= Beginning of Section =
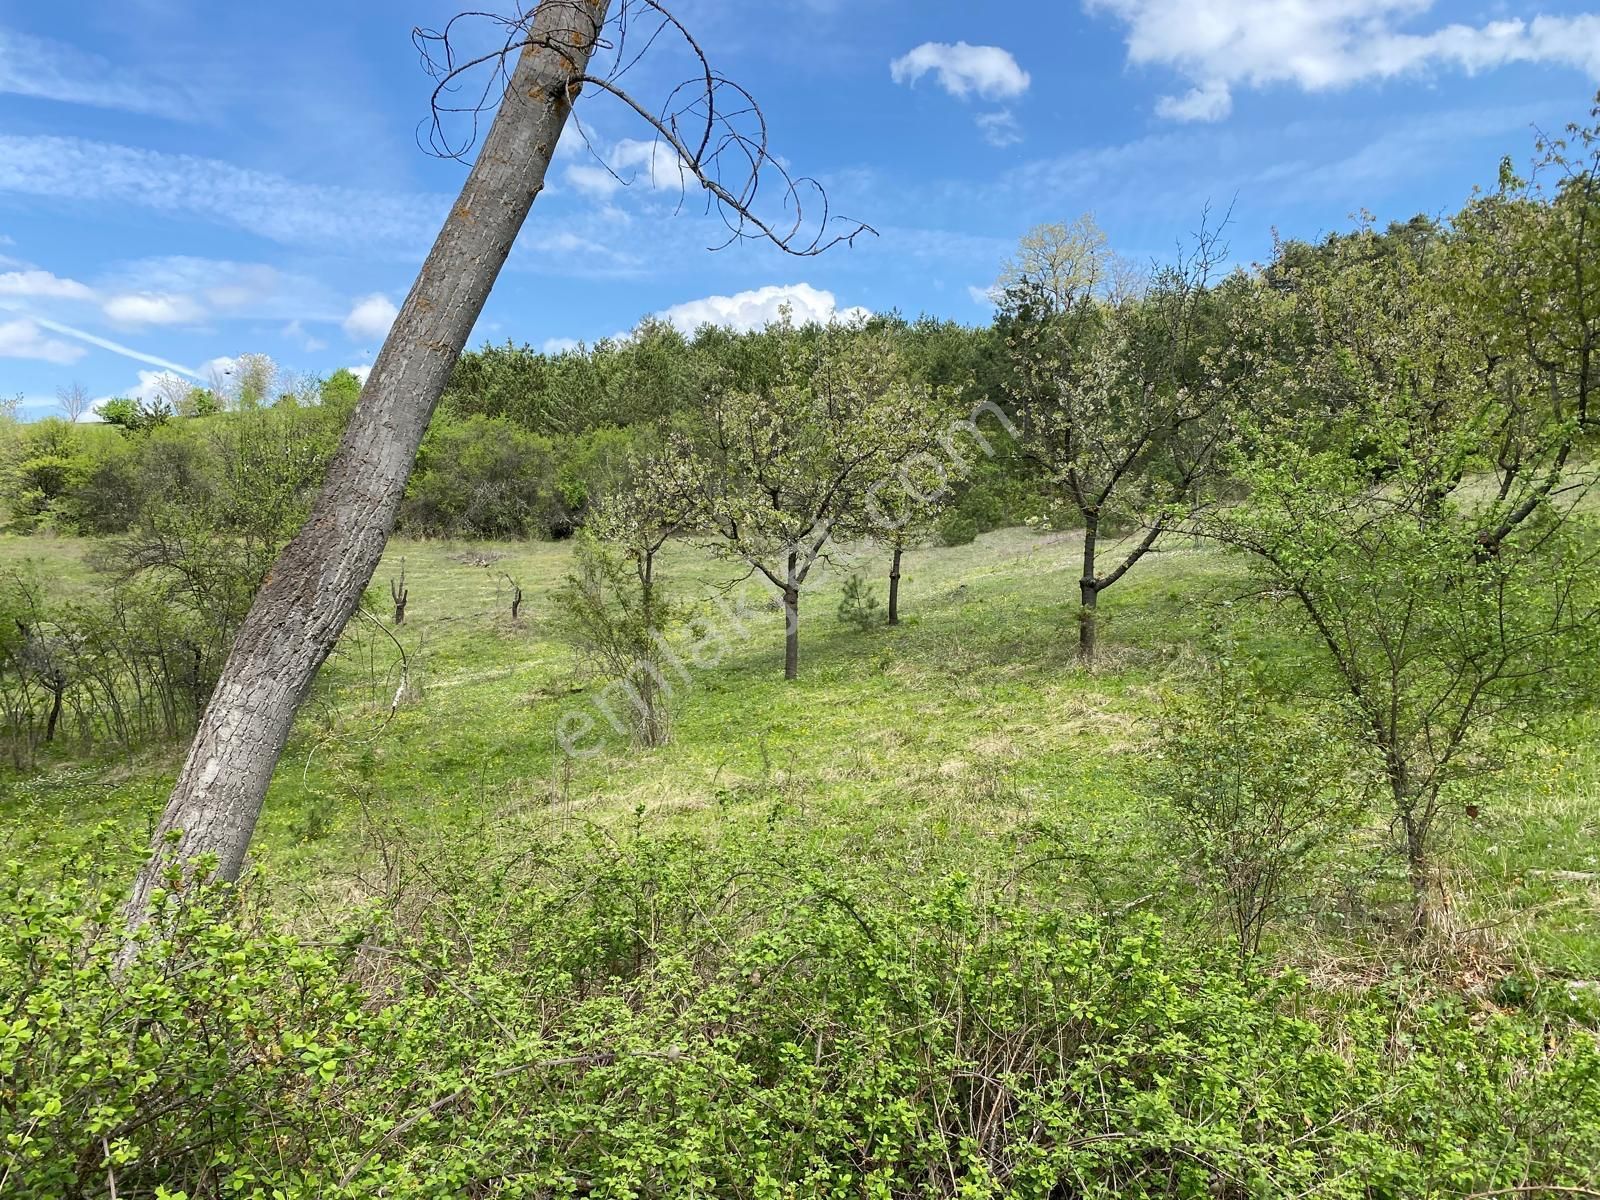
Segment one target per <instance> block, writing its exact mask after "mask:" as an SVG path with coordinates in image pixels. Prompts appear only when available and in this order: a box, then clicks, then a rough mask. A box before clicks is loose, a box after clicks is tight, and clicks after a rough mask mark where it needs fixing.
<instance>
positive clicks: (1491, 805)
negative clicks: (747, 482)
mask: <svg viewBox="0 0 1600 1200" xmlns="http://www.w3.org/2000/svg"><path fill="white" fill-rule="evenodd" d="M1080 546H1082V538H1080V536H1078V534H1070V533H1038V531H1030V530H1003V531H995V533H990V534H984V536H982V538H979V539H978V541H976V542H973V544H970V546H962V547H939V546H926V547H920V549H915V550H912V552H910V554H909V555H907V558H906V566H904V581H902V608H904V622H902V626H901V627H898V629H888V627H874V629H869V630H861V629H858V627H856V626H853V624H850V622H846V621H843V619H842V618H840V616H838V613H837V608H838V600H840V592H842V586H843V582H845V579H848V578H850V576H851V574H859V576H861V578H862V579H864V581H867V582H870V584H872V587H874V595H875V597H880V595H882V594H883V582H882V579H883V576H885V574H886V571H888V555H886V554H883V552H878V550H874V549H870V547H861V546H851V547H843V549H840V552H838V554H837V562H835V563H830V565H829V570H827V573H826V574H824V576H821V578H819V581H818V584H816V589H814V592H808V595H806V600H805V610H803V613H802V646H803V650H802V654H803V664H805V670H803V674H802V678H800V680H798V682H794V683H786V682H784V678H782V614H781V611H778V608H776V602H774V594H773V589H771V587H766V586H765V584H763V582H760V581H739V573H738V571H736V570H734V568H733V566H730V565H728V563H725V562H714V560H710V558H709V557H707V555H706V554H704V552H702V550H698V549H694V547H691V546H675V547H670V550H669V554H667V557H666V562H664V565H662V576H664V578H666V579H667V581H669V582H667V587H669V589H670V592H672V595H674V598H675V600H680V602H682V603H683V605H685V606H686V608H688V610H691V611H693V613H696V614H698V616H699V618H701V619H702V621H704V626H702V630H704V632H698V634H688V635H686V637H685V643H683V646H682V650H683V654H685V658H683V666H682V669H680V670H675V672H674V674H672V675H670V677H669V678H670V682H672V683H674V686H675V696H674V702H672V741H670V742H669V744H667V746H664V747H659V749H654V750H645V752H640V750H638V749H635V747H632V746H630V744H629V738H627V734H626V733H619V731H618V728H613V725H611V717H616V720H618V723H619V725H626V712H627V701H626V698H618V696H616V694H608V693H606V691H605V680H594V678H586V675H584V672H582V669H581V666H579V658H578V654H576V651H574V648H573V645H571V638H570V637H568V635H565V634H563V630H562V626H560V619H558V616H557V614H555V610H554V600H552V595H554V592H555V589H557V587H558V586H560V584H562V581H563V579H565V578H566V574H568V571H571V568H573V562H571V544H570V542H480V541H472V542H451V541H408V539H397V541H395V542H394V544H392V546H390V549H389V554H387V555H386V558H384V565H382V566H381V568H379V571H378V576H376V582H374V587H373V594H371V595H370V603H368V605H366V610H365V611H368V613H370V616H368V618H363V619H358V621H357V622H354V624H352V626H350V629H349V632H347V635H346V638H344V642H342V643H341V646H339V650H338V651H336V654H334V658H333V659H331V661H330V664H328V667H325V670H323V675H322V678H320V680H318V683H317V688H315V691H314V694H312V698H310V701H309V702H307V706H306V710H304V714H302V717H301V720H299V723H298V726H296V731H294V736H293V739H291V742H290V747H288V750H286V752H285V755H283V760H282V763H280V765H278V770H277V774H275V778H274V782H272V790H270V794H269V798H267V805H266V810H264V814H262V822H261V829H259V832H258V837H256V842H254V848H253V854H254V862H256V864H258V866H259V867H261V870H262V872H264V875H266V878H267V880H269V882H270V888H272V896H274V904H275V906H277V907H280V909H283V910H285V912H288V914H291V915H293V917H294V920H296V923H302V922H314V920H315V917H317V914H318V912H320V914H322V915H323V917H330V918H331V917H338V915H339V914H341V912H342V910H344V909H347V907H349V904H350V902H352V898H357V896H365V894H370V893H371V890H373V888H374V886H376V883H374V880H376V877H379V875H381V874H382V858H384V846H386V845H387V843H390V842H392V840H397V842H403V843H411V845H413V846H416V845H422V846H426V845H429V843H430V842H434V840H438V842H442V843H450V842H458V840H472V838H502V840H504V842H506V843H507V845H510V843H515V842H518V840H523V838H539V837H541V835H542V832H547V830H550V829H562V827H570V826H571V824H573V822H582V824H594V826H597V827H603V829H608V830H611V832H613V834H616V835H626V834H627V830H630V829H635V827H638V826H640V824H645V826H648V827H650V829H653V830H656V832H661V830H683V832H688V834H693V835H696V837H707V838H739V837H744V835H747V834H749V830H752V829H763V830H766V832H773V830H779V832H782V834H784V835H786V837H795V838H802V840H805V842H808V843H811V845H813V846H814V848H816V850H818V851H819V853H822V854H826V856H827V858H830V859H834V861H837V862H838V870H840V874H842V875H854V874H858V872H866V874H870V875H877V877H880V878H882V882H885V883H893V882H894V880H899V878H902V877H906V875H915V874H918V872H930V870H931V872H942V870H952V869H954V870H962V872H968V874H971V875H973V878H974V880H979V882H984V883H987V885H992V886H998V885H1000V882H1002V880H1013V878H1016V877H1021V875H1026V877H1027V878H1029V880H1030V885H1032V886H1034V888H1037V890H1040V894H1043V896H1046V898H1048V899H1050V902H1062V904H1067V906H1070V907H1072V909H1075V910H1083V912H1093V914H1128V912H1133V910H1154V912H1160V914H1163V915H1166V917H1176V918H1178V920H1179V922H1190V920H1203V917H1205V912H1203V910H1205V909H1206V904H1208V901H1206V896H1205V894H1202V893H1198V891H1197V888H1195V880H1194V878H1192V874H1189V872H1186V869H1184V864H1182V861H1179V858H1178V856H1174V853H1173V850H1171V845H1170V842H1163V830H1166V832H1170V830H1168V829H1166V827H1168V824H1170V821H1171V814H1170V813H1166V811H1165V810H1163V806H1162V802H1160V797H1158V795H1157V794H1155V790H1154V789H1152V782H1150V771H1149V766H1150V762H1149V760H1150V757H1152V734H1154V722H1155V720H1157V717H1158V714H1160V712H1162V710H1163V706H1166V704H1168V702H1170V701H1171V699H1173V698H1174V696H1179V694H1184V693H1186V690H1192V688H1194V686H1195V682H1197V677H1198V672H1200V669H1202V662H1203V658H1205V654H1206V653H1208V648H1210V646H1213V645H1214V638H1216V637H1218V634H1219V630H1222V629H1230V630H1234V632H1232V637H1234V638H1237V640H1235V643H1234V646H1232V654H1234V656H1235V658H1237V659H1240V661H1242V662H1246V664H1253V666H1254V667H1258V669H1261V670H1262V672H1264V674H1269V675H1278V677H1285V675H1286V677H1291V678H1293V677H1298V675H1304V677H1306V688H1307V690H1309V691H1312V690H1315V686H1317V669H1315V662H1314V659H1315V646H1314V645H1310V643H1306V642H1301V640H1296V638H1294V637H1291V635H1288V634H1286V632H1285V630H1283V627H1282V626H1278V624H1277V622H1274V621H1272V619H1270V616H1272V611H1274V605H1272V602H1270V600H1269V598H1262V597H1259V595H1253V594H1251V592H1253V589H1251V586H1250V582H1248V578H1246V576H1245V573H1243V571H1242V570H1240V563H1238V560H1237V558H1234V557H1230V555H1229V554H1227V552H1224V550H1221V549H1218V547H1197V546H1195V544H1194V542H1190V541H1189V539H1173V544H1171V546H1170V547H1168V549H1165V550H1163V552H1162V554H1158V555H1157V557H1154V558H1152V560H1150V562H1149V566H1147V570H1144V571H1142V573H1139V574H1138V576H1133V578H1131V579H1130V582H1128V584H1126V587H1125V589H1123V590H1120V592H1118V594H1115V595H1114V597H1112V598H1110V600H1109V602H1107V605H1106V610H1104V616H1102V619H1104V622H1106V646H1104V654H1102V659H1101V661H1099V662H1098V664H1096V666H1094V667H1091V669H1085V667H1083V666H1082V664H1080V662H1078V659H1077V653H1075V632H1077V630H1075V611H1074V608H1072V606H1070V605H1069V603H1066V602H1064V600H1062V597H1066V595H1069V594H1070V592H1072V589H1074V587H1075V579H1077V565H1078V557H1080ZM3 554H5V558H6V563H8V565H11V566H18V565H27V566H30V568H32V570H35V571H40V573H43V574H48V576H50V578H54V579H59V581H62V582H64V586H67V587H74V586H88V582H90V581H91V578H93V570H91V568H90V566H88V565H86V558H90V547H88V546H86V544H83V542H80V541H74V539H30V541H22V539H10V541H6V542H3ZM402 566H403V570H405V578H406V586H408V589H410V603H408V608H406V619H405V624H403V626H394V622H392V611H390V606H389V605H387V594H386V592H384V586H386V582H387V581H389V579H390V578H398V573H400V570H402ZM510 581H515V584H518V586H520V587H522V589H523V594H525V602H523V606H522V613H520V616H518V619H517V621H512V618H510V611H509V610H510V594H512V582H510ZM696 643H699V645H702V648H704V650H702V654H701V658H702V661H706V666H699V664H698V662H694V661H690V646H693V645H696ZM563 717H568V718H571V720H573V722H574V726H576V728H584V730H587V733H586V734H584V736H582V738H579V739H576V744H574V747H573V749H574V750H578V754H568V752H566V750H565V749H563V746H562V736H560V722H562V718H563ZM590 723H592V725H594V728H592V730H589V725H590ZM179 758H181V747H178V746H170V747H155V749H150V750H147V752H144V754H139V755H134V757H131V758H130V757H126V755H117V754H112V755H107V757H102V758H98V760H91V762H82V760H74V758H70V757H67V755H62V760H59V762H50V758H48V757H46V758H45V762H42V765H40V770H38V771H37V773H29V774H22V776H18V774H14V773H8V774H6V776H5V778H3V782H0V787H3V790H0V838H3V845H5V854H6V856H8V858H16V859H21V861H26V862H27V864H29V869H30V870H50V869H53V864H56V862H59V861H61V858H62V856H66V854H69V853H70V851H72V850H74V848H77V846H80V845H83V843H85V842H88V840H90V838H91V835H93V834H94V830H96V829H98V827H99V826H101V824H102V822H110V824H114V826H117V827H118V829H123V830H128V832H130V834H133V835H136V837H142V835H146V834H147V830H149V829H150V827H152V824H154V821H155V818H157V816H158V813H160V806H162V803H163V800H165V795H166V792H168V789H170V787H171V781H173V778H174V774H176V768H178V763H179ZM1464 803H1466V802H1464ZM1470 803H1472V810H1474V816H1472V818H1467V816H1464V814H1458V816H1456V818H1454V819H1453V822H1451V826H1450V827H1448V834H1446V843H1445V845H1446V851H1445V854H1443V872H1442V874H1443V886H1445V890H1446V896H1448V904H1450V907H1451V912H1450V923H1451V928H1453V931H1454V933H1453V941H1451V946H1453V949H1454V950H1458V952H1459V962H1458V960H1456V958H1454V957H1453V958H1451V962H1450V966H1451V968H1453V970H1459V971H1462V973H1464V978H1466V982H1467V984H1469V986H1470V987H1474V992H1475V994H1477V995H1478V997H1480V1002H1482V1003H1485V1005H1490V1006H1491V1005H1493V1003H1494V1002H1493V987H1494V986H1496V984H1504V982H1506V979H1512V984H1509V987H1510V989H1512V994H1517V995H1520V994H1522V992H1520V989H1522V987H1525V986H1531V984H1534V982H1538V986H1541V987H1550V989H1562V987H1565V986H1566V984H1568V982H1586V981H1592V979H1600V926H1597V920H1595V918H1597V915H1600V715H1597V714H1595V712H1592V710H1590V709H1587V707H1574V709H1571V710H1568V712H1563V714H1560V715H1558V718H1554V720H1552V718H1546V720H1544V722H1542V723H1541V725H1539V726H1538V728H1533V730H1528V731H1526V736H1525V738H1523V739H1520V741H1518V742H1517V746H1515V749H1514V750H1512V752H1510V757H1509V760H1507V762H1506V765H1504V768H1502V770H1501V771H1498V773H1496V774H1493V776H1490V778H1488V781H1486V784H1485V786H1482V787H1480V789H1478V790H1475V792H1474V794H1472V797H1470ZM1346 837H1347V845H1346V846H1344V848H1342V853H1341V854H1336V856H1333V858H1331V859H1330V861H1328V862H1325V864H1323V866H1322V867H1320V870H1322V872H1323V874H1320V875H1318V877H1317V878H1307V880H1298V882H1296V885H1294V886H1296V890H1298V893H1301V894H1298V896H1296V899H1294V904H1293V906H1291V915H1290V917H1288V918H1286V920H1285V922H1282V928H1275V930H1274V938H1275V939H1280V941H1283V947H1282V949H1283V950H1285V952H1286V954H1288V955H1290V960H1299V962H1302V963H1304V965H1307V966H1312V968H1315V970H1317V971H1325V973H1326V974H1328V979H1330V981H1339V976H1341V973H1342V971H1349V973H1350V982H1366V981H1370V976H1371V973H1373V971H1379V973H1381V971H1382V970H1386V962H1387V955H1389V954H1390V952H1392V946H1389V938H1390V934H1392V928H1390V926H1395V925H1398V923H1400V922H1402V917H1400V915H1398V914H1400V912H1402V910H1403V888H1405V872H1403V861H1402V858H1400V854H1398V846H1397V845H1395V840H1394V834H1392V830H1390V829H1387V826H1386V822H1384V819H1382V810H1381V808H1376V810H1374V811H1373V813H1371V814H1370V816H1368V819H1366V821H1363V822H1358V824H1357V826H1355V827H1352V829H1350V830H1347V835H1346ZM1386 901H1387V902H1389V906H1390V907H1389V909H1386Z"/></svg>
= End of Section =
* **Exercise directions**:
Print the entries from their beginning through the line containing "negative clicks: (747, 482)", inclusive, reproducing each line verbatim and omitting any pictures.

* **Answer to this task**:
Segment one target per <instance> block, writing its exact mask after "mask:" as an SVG path with coordinates in image pixels. Prompts appear only when available and in this order: a box, then clicks, then a rough mask. A box before clicks is loose, a box after clicks is tight, and clicks after a rough mask mark where it needs fixing.
<instance>
positive clicks: (1491, 805)
negative clicks: (747, 482)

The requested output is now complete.